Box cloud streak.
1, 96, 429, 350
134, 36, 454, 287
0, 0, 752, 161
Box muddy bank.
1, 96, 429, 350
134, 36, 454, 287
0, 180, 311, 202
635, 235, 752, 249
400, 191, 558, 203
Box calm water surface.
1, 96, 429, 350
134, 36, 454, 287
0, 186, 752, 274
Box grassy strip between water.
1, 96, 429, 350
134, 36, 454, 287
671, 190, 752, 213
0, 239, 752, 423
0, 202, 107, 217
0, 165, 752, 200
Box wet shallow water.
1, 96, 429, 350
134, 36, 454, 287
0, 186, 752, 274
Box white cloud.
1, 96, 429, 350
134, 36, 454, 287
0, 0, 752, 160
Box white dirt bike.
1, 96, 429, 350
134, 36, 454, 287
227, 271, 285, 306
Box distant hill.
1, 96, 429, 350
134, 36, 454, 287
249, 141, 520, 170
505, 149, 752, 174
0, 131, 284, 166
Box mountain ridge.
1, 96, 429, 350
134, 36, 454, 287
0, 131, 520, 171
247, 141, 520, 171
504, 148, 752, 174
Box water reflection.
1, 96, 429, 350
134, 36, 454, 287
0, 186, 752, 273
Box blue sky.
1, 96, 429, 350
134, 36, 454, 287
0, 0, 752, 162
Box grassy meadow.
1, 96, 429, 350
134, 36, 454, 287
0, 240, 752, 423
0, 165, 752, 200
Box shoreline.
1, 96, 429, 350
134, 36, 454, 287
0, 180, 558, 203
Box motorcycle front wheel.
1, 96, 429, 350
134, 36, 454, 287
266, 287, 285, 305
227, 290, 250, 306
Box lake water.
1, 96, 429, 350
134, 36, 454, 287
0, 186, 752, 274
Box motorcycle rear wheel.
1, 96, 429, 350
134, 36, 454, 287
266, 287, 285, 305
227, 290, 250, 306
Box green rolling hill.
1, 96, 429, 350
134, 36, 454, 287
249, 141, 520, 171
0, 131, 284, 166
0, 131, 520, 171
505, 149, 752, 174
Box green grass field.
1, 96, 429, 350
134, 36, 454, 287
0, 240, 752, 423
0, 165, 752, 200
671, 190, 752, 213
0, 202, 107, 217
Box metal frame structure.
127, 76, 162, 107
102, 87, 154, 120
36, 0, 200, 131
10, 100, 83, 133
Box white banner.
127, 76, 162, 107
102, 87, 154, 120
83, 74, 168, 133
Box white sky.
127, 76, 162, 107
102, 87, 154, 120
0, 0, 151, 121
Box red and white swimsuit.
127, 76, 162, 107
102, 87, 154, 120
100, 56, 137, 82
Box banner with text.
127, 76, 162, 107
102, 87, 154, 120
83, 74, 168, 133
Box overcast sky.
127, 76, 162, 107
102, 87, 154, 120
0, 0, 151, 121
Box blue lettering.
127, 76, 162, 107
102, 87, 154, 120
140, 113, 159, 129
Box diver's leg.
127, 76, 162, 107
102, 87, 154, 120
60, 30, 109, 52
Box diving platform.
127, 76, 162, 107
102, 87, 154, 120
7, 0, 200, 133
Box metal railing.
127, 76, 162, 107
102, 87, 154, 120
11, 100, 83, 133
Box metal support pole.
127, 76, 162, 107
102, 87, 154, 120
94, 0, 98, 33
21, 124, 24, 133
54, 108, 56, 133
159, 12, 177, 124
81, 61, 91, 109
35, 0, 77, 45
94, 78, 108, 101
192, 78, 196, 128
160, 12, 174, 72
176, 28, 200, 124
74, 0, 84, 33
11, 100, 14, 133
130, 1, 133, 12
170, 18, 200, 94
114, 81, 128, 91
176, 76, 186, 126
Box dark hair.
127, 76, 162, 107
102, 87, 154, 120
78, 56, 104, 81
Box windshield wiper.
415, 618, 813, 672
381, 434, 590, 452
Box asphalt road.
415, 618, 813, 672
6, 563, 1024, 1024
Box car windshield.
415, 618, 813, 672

■ **Short exercise**
Copy every line of the records above word for word, with no changes.

■ **Response**
Box cloud streak.
1, 96, 429, 350
134, 36, 454, 287
0, 0, 752, 161
Box muddy bank.
1, 96, 429, 350
134, 36, 454, 287
0, 180, 311, 202
635, 235, 752, 249
400, 191, 558, 203
Box calm water surface.
1, 96, 429, 350
134, 36, 454, 287
0, 186, 752, 274
Box grassy strip between water.
1, 96, 429, 350
134, 36, 454, 287
671, 190, 752, 213
0, 239, 752, 423
0, 202, 107, 217
0, 165, 752, 200
Box wet shallow water.
1, 96, 429, 350
134, 36, 454, 287
0, 186, 752, 274
Box white cloud.
1, 96, 429, 350
134, 36, 454, 287
0, 0, 752, 160
Box white dirt bike.
1, 96, 429, 350
134, 36, 454, 287
227, 271, 285, 306
Box distant hill.
1, 96, 429, 350
134, 36, 454, 287
249, 141, 520, 170
505, 149, 752, 174
0, 131, 284, 166
Box mountain ridge.
1, 96, 429, 350
134, 36, 454, 287
0, 131, 520, 171
247, 141, 520, 171
504, 148, 752, 174
Box water reflection.
1, 96, 429, 350
134, 36, 454, 287
0, 186, 752, 273
Box blue sky.
1, 96, 429, 350
134, 36, 454, 287
0, 0, 752, 162
Box grassy meadow.
1, 96, 429, 350
134, 36, 454, 287
0, 240, 752, 423
0, 165, 752, 200
Box shoreline.
1, 96, 429, 350
134, 36, 454, 287
0, 180, 558, 203
Box motorcycle front wheel.
1, 96, 429, 350
134, 36, 454, 287
266, 287, 285, 305
227, 290, 250, 306
Box lake water.
1, 96, 429, 350
134, 36, 454, 287
0, 186, 752, 274
Box motorcycle rear wheel.
1, 96, 429, 350
134, 36, 454, 287
266, 287, 285, 305
227, 290, 250, 306
Box green rolling hill.
1, 96, 429, 350
134, 36, 454, 287
249, 141, 520, 171
0, 131, 284, 166
0, 131, 520, 171
505, 149, 752, 174
Box green grass field.
1, 96, 429, 350
134, 36, 454, 287
0, 240, 752, 423
0, 165, 752, 200
671, 190, 752, 213
0, 202, 107, 217
Box metal frame structure.
127, 76, 162, 107
102, 87, 154, 120
36, 0, 200, 131
10, 100, 83, 133
Box white banner.
127, 76, 162, 107
102, 87, 154, 120
83, 74, 168, 133
Box white sky.
127, 76, 162, 107
102, 87, 154, 120
0, 0, 151, 121
Box red and white swimsuit.
127, 76, 162, 107
102, 87, 154, 120
100, 56, 137, 82
Box banner with text.
127, 76, 162, 107
102, 87, 154, 120
83, 74, 168, 133
Box overcast sky.
127, 76, 162, 107
102, 87, 154, 120
0, 0, 151, 121
Box blue lettering.
127, 76, 162, 107
102, 87, 154, 120
140, 113, 159, 129
Box diver's leg.
127, 76, 162, 107
102, 87, 154, 120
60, 30, 109, 52
Box diving platform.
127, 76, 162, 107
102, 87, 154, 120
7, 0, 200, 133
Box metal railing.
127, 76, 162, 107
102, 87, 154, 120
11, 100, 83, 133
Box metal support pole.
127, 76, 162, 107
102, 87, 154, 120
94, 0, 98, 33
21, 124, 24, 133
54, 108, 56, 133
159, 12, 177, 124
81, 61, 91, 109
35, 0, 77, 45
94, 78, 108, 101
192, 78, 196, 128
160, 12, 174, 72
176, 28, 200, 124
74, 0, 84, 33
11, 100, 14, 133
130, 1, 133, 12
170, 18, 200, 94
114, 81, 128, 91
176, 76, 186, 126
Box dark hair.
127, 76, 162, 107
102, 87, 154, 120
78, 56, 104, 81
Box windshield wiper.
415, 618, 813, 672
381, 434, 590, 452
Box asphalt road.
415, 618, 813, 672
6, 563, 1024, 1024
Box car windshield.
415, 618, 813, 672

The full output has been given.